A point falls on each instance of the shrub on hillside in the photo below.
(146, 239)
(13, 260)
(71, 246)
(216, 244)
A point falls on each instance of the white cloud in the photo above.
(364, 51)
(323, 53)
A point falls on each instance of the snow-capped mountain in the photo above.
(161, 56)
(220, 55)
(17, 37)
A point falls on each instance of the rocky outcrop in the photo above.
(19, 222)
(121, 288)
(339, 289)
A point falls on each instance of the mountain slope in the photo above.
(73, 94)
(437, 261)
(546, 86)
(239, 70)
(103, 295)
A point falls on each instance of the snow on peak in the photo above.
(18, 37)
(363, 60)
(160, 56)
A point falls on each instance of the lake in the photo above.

****

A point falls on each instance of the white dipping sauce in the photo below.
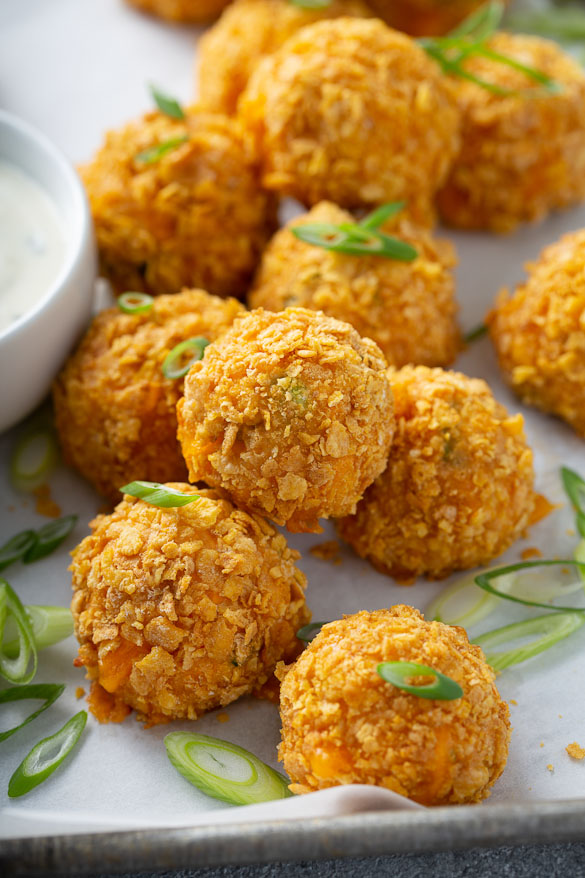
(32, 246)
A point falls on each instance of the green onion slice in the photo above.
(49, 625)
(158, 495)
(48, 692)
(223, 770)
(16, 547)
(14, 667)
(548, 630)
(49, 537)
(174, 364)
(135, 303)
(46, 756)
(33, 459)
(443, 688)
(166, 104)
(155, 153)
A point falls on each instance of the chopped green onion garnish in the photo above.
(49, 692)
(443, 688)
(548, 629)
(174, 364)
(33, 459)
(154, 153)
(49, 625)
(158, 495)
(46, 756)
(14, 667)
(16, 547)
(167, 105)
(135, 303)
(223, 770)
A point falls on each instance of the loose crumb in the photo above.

****

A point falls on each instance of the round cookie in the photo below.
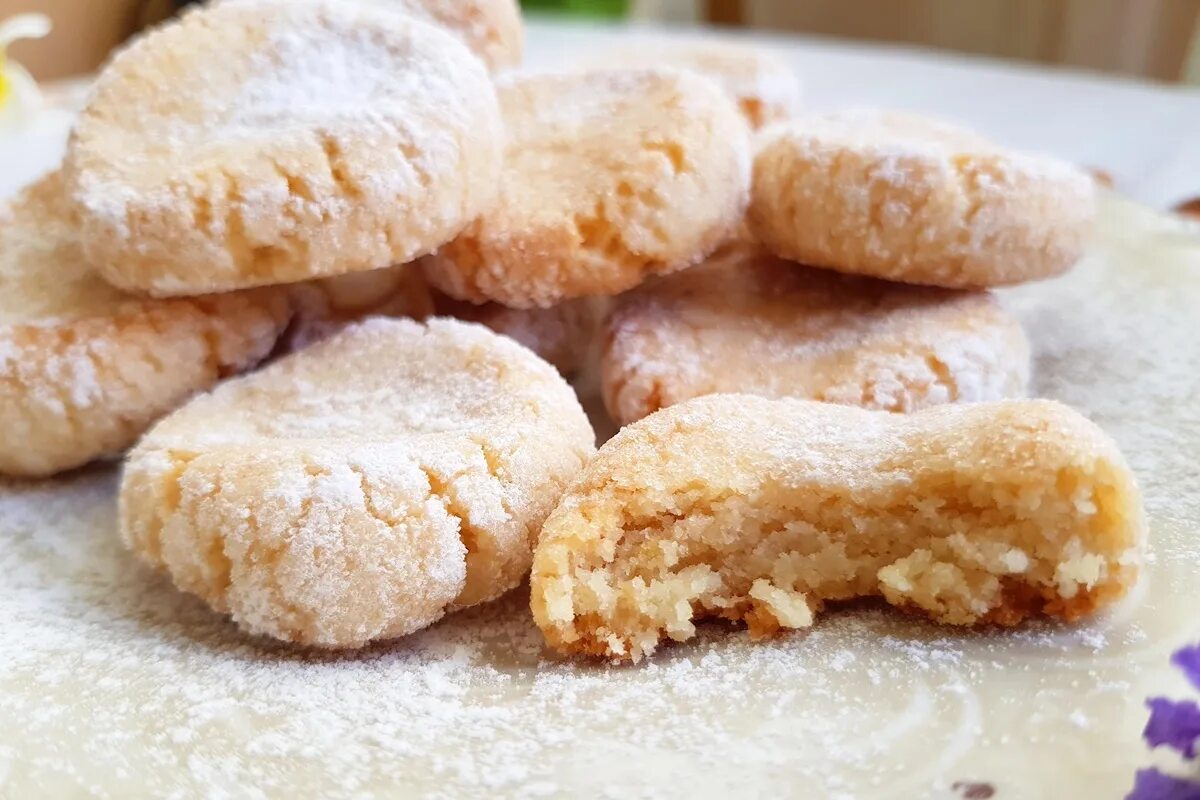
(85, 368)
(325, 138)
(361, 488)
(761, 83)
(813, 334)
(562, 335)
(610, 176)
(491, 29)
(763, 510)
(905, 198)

****

Task instructions: Count the lines of the records that contain the string "photo", treating uppercase and lowercase as different. Reply with the number alone.

Exercise result: 12